■ PASSAGE TO READ ■
========================================================================

But the real difference is that the conversation is two-sided, unlike online. An IRL meetup lacks a certain comfort the internet provides—being physically present can be taxing, and you lose the ability to log off whenever. On the walk, I talked to five or six other people, and most of the conversations felt like work. The walk involved a considerable amount of emotional and physical energy—valuable commodities for the depressive. Nevertheless I liked talking to the participants on the walk because getting to know other people is fundamentally interesting.
The premise of Mental Health Mates is that you go on a walk with people who are also struggling and have a safe space to express the pain you're in. But on the walk I went on, there wasn't a whole lot of depression talk. Which I was fine with, but I wondered why I was there. There's a loneliness to depression, for sure, but I have a lovely support network of friends and family for whom I am extremely grateful. When I talk to loved ones, I feel connected and understood. But the walk was a group of twelve or so other lost souls, mostly making small talk, all varying degrees of stilted and sad, imbued with an implicit knowledge that we were there because we have serious problems we can't always manage. I felt lonely, trapped inside of myself—anxious I'd make a snarky suicide joke or some wildly dramatic misanthropic claim that would alienate me from the group.

========================================================================

■ RECORD EXCERPTS ■
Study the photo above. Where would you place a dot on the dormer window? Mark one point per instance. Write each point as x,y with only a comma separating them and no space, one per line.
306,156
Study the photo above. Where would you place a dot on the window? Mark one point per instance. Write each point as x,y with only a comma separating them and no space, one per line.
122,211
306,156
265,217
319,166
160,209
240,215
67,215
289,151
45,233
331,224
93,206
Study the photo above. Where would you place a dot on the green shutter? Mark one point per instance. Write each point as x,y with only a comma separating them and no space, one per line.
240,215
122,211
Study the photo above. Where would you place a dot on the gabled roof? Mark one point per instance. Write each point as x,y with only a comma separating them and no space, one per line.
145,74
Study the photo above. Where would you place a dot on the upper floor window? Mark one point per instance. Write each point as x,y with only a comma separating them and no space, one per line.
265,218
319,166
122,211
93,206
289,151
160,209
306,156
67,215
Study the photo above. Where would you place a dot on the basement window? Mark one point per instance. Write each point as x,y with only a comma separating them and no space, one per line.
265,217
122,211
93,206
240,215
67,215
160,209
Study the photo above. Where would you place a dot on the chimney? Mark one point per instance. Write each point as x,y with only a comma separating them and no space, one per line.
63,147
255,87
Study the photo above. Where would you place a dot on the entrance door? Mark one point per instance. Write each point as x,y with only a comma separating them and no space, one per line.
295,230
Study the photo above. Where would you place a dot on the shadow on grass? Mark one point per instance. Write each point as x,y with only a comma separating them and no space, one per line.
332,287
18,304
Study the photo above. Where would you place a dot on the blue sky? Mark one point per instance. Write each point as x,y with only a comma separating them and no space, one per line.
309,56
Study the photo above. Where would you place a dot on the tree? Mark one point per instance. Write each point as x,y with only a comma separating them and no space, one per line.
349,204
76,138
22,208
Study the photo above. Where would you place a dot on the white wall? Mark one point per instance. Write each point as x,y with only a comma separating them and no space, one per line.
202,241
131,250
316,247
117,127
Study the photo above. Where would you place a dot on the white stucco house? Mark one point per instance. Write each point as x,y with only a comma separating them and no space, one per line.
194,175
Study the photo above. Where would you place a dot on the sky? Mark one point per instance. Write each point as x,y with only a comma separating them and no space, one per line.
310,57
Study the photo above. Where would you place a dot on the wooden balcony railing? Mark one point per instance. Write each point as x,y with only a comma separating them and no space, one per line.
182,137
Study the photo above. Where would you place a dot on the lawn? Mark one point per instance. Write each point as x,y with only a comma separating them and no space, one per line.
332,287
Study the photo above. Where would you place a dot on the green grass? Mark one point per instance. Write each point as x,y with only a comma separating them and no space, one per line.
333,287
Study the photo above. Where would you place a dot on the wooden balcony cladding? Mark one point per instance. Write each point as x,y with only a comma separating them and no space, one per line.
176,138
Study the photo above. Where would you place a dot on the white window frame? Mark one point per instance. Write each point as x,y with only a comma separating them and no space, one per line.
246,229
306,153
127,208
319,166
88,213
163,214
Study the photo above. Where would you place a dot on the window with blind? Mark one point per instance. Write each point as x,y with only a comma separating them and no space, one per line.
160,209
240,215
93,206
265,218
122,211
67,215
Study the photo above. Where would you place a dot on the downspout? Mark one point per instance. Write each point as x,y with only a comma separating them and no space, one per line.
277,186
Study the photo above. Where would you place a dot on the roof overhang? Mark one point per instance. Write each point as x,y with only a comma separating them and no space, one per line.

========================================================================

■ TASK 1 ■
Copy the passage about the Mental Health Mates walk word for word, from "The premise of" to "from the group.".
■ TASK 2 ■
Answer these questions using the passage about the Mental Health Mates walk:
(a) With how many other people did the writer talk on the walk?
(b) About how many other people made up the walking group?
(c) For whom does the writer feel extremely grateful?
■ TASK 3 ■
Continue the passage about the Mental Health Mates walk from its last sentence.

■ FINAL ANSWER 1 ■
The premise of Mental Health Mates is that you go on a walk with people who are also struggling and have a safe space to express the pain you're in. But on the walk I went on, there wasn't a whole lot of depression talk. Which I was fine with, but I wondered why I was there. There's a loneliness to depression, for sure, but I have a lovely support network of friends and family for whom I am extremely grateful. When I talk to loved ones, I feel connected and understood. But the walk was a group of twelve or so other lost souls, mostly making small talk, all varying degrees of stilted and sad, imbued with an implicit knowledge that we were there because we have serious problems we can't always manage. I felt lonely, trapped inside of myself—anxious I'd make a snarky suicide joke or some wildly dramatic misanthropic claim that would alienate me from the group.

■ FINAL ANSWER 2 ■
(a) Five or six.
(b) Twelve or so.
(c) A support network of friends and family.

■ FINAL ANSWER 3 ■
I chatted with an IT guy about our psychiatric histories for a while. He told me about how taking too much Klonopin fucked his memory for a while. I shared my Ambien horror stories. There's a sadness to commiserating with someone over the science experiment your body becomes when you're trying to treat mental illness medically. I talked an older woman professor about gentrification and the history of New York. It was all very friendly but I wasn't there to make friends. Throughout the walk, I kept wondering why I was even there. To find some sort of emotional respite? To feel better about being alive?
Something that did successfully make me feel better about living: Being in the park was a reminder of the majesty of New York, something I'm largely immune to because I grew up here.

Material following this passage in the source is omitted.